▸ **WHAT YOU HAVE TO DO**: Copy the data below from its first line through the line holding "x=583 y=125", including both ends. Leave the pictures out of your copy.
□ □ □
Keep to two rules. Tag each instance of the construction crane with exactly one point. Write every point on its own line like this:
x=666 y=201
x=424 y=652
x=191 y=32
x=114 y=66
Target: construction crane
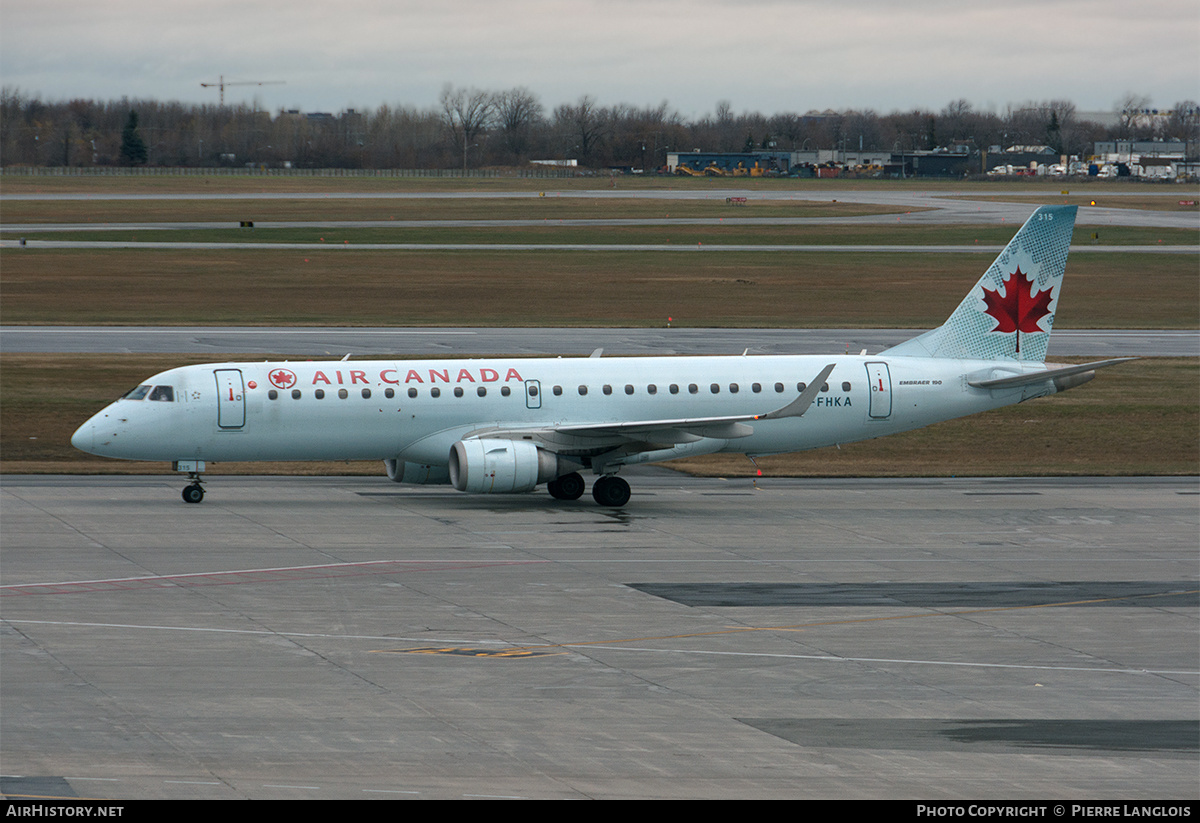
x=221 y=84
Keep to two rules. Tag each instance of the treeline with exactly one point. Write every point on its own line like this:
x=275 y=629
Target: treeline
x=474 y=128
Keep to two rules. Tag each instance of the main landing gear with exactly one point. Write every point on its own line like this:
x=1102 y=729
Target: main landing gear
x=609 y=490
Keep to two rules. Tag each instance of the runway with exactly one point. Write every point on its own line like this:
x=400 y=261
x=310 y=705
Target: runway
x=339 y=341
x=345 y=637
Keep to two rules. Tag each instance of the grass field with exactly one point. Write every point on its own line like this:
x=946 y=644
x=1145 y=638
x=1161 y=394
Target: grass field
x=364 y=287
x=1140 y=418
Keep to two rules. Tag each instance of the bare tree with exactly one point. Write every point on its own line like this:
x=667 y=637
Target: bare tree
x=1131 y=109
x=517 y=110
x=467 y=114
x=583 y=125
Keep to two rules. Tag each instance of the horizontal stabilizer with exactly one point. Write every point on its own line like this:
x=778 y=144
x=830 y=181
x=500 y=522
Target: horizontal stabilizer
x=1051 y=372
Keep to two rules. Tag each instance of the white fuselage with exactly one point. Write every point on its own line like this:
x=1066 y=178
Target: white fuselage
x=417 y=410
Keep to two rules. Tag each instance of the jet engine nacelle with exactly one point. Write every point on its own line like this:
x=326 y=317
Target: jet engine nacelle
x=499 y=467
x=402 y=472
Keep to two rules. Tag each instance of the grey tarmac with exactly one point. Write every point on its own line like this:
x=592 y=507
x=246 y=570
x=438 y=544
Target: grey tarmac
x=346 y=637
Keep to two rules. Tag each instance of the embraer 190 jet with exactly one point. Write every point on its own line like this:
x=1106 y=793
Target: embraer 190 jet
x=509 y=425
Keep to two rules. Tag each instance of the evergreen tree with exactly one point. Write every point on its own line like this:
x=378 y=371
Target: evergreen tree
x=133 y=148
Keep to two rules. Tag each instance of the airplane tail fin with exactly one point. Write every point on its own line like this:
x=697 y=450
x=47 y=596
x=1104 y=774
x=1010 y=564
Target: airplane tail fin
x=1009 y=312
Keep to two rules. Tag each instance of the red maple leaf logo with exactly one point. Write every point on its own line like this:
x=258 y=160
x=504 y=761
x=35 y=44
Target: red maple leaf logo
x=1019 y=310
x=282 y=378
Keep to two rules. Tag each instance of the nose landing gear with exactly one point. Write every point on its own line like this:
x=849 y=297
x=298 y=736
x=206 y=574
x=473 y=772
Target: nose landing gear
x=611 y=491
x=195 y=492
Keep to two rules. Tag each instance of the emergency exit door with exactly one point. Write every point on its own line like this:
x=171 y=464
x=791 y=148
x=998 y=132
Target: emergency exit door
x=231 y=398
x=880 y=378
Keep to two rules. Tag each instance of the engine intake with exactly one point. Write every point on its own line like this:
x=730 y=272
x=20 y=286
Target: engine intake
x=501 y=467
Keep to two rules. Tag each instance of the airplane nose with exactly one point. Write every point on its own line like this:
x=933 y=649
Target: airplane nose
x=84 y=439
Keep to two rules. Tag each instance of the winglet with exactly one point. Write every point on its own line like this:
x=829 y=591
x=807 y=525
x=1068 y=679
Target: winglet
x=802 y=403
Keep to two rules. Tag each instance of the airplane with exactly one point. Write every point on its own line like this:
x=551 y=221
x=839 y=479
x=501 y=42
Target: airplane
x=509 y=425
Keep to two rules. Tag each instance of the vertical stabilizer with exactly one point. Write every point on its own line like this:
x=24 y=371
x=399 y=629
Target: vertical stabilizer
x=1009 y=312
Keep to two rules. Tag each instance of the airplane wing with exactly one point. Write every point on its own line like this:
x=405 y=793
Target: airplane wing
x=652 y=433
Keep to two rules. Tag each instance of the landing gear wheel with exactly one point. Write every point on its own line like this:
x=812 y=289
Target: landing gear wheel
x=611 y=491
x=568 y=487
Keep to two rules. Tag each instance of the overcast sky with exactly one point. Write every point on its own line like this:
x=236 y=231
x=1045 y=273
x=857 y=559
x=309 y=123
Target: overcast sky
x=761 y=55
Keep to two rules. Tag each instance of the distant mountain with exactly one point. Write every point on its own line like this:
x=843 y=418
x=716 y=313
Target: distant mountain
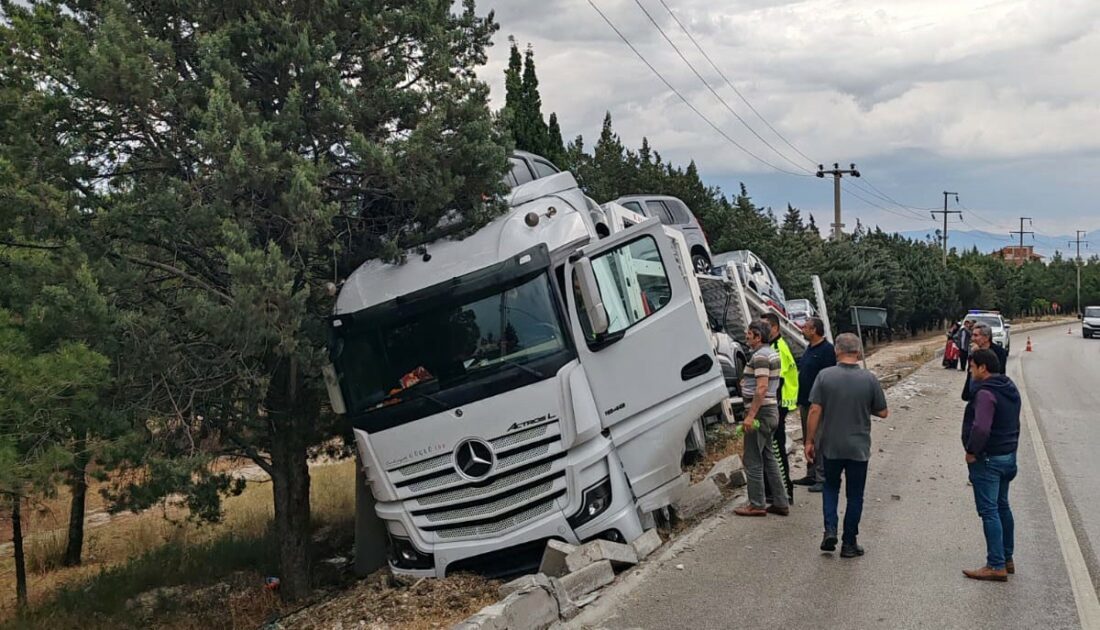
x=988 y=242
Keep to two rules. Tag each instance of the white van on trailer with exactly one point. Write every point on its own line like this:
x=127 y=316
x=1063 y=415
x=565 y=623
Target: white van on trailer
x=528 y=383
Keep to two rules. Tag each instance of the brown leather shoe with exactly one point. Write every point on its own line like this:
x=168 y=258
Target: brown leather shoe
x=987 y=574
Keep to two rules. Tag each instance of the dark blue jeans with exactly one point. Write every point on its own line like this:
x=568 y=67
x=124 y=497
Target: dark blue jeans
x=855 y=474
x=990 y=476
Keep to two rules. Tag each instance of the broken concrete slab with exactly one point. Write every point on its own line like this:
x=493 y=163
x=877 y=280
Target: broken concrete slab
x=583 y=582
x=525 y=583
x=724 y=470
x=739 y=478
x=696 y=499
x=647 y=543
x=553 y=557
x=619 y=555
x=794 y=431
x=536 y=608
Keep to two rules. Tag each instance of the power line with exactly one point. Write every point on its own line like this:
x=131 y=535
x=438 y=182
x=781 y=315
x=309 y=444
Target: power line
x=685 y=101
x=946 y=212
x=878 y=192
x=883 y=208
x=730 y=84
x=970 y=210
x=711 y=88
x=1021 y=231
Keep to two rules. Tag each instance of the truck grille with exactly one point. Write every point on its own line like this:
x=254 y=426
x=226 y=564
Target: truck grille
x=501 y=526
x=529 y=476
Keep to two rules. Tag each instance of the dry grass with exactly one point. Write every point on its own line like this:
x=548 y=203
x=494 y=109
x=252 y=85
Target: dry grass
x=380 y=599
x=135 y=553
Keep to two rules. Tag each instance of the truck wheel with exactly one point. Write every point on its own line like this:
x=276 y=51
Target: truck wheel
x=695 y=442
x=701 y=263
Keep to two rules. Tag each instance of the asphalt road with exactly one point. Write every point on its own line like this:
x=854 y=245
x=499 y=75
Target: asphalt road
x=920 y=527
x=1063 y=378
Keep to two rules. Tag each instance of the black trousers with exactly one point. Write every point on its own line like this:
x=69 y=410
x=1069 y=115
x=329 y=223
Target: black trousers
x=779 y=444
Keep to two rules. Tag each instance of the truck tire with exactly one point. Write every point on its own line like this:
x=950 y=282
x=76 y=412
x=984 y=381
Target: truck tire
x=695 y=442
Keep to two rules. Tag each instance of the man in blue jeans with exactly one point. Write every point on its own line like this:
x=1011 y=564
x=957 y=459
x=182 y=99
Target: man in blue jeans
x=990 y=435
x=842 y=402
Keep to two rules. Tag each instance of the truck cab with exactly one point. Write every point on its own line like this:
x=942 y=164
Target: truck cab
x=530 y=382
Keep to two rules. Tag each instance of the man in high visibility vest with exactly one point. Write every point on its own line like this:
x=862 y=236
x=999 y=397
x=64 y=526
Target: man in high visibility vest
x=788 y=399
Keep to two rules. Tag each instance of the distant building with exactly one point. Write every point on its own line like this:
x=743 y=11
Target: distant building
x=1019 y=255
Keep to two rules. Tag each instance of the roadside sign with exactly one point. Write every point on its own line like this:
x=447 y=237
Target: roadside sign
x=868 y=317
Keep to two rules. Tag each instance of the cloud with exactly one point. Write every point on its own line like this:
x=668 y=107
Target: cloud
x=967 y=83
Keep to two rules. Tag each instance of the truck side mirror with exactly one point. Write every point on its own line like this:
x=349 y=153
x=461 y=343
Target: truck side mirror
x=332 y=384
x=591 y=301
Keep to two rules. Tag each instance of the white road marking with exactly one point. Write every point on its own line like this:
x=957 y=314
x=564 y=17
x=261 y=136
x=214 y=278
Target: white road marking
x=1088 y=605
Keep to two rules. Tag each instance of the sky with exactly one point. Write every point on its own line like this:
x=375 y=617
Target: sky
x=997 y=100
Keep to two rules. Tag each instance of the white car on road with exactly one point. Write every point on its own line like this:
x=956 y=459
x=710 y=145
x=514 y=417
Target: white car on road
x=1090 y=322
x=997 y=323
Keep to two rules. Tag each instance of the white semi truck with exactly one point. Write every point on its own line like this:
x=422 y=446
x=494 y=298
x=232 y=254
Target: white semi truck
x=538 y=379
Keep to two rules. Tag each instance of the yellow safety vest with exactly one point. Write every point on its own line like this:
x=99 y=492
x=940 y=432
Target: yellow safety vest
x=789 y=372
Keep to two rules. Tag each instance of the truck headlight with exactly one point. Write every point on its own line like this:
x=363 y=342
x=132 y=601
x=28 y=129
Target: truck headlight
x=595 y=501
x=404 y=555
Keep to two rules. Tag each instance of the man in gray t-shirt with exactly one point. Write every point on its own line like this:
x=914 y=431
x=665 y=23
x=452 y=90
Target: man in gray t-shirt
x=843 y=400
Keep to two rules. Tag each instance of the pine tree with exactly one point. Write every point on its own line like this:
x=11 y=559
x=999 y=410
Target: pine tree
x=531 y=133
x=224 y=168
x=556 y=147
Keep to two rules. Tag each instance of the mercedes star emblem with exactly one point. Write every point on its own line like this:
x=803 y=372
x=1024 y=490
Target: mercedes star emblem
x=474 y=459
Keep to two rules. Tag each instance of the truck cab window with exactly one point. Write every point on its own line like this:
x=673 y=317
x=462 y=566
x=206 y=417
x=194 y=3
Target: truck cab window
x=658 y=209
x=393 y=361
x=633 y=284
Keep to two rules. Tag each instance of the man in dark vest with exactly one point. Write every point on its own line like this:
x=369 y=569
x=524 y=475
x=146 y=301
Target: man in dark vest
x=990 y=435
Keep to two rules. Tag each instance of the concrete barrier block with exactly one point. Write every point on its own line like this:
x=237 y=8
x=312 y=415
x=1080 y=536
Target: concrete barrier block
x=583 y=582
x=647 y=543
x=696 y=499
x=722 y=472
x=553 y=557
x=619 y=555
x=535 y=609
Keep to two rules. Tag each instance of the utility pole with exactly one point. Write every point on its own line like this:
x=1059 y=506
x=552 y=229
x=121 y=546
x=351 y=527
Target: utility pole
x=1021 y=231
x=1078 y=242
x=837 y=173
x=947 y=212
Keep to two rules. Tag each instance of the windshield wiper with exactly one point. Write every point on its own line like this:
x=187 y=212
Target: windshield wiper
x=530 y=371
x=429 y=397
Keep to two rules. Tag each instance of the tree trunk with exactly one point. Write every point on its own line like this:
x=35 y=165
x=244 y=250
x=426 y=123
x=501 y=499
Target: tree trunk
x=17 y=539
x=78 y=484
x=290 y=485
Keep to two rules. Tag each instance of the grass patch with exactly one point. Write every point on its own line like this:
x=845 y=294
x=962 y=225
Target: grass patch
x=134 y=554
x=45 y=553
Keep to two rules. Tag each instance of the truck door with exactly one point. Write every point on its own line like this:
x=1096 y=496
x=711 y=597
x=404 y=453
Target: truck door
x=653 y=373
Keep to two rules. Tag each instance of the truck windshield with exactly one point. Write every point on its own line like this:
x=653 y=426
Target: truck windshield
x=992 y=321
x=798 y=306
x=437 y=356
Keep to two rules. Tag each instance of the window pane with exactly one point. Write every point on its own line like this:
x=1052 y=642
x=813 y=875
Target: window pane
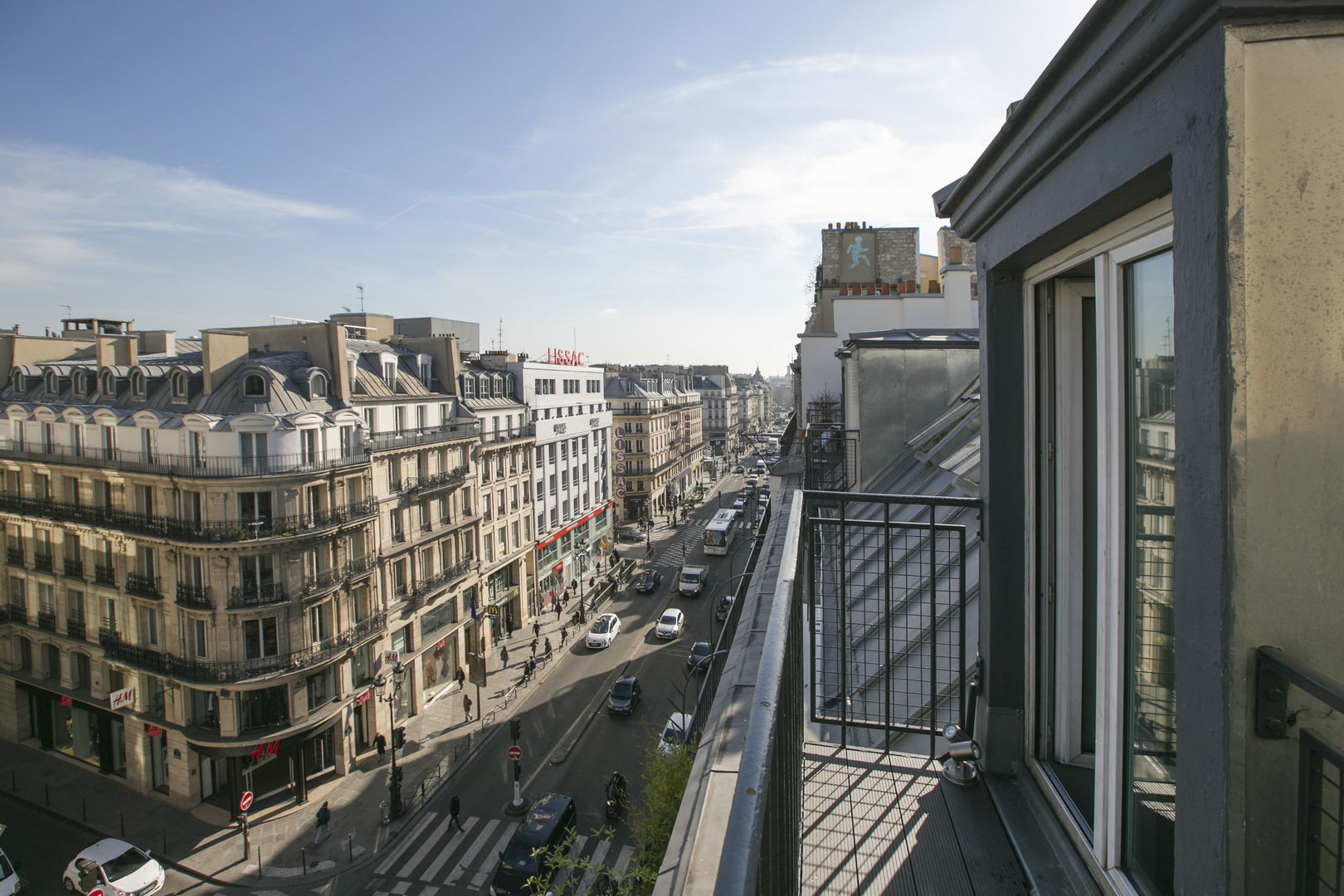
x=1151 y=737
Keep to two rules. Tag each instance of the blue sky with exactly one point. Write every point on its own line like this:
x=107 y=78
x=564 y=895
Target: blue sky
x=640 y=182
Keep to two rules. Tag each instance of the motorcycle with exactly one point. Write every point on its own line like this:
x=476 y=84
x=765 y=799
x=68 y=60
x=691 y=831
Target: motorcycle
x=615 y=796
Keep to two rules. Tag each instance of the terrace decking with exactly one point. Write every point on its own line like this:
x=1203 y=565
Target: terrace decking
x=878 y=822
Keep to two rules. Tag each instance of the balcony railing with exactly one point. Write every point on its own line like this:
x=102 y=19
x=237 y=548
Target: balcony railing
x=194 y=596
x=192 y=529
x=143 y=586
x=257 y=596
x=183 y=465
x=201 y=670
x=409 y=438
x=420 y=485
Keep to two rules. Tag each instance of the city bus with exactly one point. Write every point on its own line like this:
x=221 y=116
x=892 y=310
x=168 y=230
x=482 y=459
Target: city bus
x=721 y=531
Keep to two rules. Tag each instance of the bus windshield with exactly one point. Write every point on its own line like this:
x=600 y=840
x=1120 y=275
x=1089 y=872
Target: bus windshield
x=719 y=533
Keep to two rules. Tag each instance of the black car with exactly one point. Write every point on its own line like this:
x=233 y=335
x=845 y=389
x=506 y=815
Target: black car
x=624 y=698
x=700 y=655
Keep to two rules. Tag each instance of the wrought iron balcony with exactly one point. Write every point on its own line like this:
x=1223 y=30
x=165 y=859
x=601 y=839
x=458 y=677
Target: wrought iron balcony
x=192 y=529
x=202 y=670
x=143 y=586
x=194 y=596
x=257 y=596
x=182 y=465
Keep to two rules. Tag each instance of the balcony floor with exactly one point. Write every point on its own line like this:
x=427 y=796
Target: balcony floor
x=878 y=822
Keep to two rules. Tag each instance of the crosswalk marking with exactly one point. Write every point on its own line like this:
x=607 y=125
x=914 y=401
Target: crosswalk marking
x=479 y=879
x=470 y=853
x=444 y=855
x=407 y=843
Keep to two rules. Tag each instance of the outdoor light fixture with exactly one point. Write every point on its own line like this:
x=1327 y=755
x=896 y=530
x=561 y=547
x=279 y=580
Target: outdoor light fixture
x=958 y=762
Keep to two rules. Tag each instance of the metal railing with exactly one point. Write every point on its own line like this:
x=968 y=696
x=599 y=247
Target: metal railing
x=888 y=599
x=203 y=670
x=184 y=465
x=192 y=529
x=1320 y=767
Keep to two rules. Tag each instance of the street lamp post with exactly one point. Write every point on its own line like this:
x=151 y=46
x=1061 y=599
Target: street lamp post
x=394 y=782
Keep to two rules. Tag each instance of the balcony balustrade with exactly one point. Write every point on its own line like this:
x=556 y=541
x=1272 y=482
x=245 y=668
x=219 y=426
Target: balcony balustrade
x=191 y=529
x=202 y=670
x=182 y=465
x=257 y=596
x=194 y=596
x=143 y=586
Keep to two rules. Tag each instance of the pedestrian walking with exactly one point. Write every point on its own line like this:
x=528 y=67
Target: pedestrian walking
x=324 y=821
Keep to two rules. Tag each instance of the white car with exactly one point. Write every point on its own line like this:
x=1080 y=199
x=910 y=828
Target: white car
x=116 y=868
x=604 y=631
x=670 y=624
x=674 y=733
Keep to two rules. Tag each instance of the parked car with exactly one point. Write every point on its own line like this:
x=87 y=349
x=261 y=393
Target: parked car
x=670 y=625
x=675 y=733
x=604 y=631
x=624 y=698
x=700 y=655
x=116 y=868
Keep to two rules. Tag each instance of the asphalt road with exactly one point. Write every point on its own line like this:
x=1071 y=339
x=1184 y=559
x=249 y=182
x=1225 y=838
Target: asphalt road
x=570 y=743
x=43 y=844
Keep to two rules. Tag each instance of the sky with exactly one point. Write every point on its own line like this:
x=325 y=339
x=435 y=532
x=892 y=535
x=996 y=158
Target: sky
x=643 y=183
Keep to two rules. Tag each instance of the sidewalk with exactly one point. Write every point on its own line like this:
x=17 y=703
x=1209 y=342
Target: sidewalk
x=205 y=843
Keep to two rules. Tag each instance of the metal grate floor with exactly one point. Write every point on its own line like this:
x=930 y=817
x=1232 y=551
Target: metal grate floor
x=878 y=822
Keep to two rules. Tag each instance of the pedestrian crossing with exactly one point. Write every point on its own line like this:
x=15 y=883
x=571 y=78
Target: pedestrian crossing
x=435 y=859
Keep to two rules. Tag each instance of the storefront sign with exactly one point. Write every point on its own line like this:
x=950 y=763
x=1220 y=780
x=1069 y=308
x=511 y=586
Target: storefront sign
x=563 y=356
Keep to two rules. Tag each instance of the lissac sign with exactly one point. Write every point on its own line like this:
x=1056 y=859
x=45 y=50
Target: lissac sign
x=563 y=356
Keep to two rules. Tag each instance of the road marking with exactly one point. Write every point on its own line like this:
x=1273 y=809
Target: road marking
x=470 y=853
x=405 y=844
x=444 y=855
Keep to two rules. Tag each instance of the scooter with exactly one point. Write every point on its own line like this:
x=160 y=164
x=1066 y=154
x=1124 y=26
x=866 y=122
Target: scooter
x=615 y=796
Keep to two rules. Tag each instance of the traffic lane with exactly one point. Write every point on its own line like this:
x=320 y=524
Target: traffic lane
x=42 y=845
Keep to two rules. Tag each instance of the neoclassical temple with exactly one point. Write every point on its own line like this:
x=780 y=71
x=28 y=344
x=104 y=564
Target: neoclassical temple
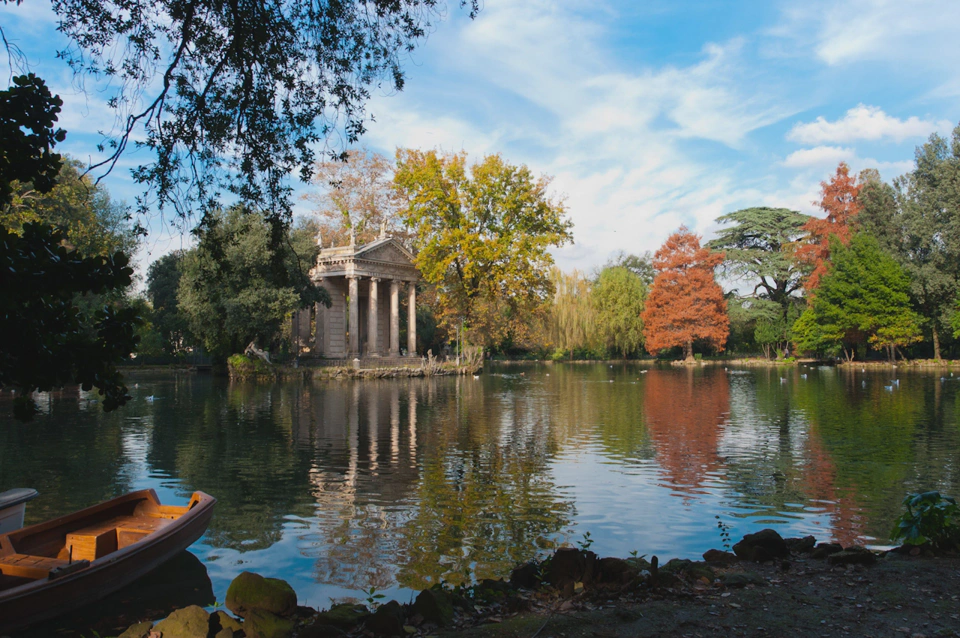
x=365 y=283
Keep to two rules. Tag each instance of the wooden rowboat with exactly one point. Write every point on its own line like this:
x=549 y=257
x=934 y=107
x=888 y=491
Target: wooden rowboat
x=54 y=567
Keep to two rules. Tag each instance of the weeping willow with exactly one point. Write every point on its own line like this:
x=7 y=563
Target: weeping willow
□ □ □
▸ **EXERCISE ANSWER**:
Keep to two rules. Tag each instance of the construction crane with exactly one point. Write every point on its own line like this:
x=666 y=201
x=424 y=652
x=191 y=32
x=114 y=66
Target: construction crane
x=221 y=84
Keep to two rules. Tag each instance of the treeline with exactly one point. Write every point on its own line like this:
x=275 y=629
Target: treeline
x=474 y=128
Keep to two rules. Tag each instance of the main landing gear with exactly one point. Write every point on its own line like this:
x=1102 y=729
Target: main landing gear
x=609 y=490
Keep to two rules. Tag each instance of the runway with exactly one point. Write every point on its own line like this:
x=400 y=261
x=310 y=705
Target: runway
x=339 y=341
x=345 y=637
Keep to two rules. Tag each instance of the grass field with exactly one point. Write every point on its own line like this:
x=946 y=644
x=1145 y=638
x=1161 y=394
Target: grass field
x=364 y=287
x=1140 y=418
Keep to two rules. Tag each instance of the bare tree with exactly one point. Write every point on its own line like this:
x=667 y=637
Target: bare tree
x=1131 y=109
x=517 y=110
x=467 y=114
x=583 y=125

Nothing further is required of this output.